[Entries from a point labeling set]
* begin *
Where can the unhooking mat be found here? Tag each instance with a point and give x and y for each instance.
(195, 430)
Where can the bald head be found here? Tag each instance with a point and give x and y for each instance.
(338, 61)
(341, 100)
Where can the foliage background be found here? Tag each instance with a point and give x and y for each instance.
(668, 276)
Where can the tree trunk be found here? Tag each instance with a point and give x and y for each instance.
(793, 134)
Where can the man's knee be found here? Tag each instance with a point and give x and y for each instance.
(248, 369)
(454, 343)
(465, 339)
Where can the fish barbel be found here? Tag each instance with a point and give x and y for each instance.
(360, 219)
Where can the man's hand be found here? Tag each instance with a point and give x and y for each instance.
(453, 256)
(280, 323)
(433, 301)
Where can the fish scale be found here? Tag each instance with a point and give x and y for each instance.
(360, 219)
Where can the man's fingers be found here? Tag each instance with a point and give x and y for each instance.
* end *
Please copy the entries above, renaming every "Tag each instance" to "Mark each occurrence" and keeping everything else the same.

Where can the unhooking mat be found here? Mark each occurrence with a point and give x and y for each instance.
(195, 430)
Where can the bald head be found here? Mark each occurrence with a point and give x and y for each instance.
(338, 61)
(341, 100)
Where can the foliage background be found here? Mark each occurrence with a point and give x and y for each instance.
(668, 276)
Where can the tree trunk be found here? Mark each occurrence with a point and give x and y for each instance.
(793, 134)
Where can the man's knee be found here? Mark each occurrence with a point and give x and y for each instance.
(248, 369)
(454, 343)
(465, 339)
Where can the fish barbel be found here? Mark each occurrence with a point and give x and y for each instance.
(360, 219)
Where can the man's hand be found here? Mark each occurrence with a point and give x and y for each instance.
(453, 256)
(280, 323)
(433, 301)
Where can the fish scale be found here? Mark each occurrence with a point and give x and y for each instance.
(360, 219)
Where can the man's fingers be found here? Mark each occurrence with a point and give x and y for each instance.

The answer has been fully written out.